Dataset entries:
□ □ □ □ □ □ □

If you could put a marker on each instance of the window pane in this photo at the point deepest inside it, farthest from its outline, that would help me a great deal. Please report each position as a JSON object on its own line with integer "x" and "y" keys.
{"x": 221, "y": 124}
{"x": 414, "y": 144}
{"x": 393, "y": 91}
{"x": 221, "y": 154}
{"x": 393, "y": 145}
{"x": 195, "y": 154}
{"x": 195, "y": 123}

□ □ □ □ □ □ □

> _ACTIVITY_
Give each line of the records above again, unchanged.

> _OUTPUT BELOW_
If you could put a marker on each instance of the window pane in this photo at the point deepest inside it, farthest from its outline, that would help me a great deal. Please report each position as a JSON object on its own line with integer "x" and "y" keys.
{"x": 221, "y": 124}
{"x": 414, "y": 144}
{"x": 393, "y": 91}
{"x": 221, "y": 154}
{"x": 393, "y": 145}
{"x": 195, "y": 154}
{"x": 195, "y": 123}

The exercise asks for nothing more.